══ Texto ══
"Supongo que esto es el futuro”, conjetura el protagonista de Los cuerpos del verano, primera novela de Martín Felipe Castagnet (ganadora del Premio a la joven literatura latinoamericana en Francia). Suposición que evidencia una falta, una sensación de angustia ante aquello que el personaje observa y no logra aprehender en su totalidad. Porque después de muerto regresa a un cuerpo que no es el suyo, casi cien años más tarde. Si reincidir en la tierra luego de una prolongada estadía dentro de un dispositivo virtual podría ser fascinante, también podría significar lo contrario. Un cuerpo nuevo, en una sociedad donde lo único que se percibe es su paulatina desaparición, no representa una oportunidad, sino más bien una carga imposible.
La suposición admite, al mismo tiempo, una determinada operación literaria, un acercamiento hacia lo que podría ocurrir en un futuro no muy lejano, una ficción que vislumbra otra realidad a partir de los indicios de su presente. La ficción especulativa tiene su tradición y sus nuevos representantes. El género se transforma, se hace “Cyberpunk”, “New Wave”,”Hard”, “Soft”. De cualquier manera, la tentación siempre es la misma: la imaginación de un futuro, a fin de ofrecer una respuesta –desde luego parcial– a los temores e inquietudes que circulan por la realidad de quien escribe.
═══
══ Datos proporcionados ══
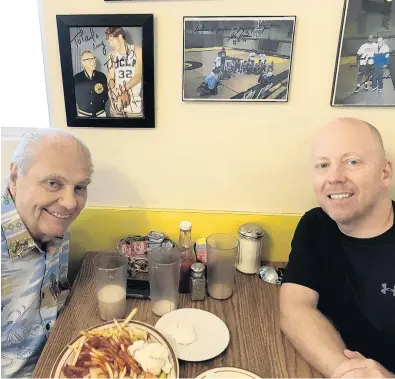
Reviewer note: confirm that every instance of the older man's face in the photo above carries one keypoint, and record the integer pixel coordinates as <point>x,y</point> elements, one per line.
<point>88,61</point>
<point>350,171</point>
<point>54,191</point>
═══
══ Datos proporcionados ══
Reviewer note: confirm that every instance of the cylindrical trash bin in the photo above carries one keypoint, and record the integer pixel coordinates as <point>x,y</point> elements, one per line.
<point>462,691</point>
═══
- **Consignas**:
1. Según el texto sobre Los cuerpos del verano, ¿qué premio ganó esa novela?
2. Reproduce de forma literal el fragmento del texto sobre Los cuerpos del verano que va desde "La suposición admite, al" hasta "de quien escribe.", ambos incluidos.
3. Enumera todas las formas que, según el texto sobre Los cuerpos del verano, adopta el género de la ficción especulativa al transformarse.

- **Respuestas**:
1. El Premio a la joven literatura latinoamericana en Francia.

2.
La suposición admite, al mismo tiempo, una determinada operación literaria, un acercamiento hacia lo que podría ocurrir en un futuro no muy lejano, una ficción que vislumbra otra realidad a partir de los indicios de su presente. La ficción especulativa tiene su tradición y sus nuevos representantes. El género se transforma, se hace “Cyberpunk”, “New Wave”,”Hard”, “Soft”. De cualquier manera, la tentación siempre es la misma: la imaginación de un futuro, a fin de ofrecer una respuesta –desde luego parcial– a los temores e inquietudes que circulan por la realidad de quien escribe.

3. Cyberpunk, New Wave, Hard y Soft.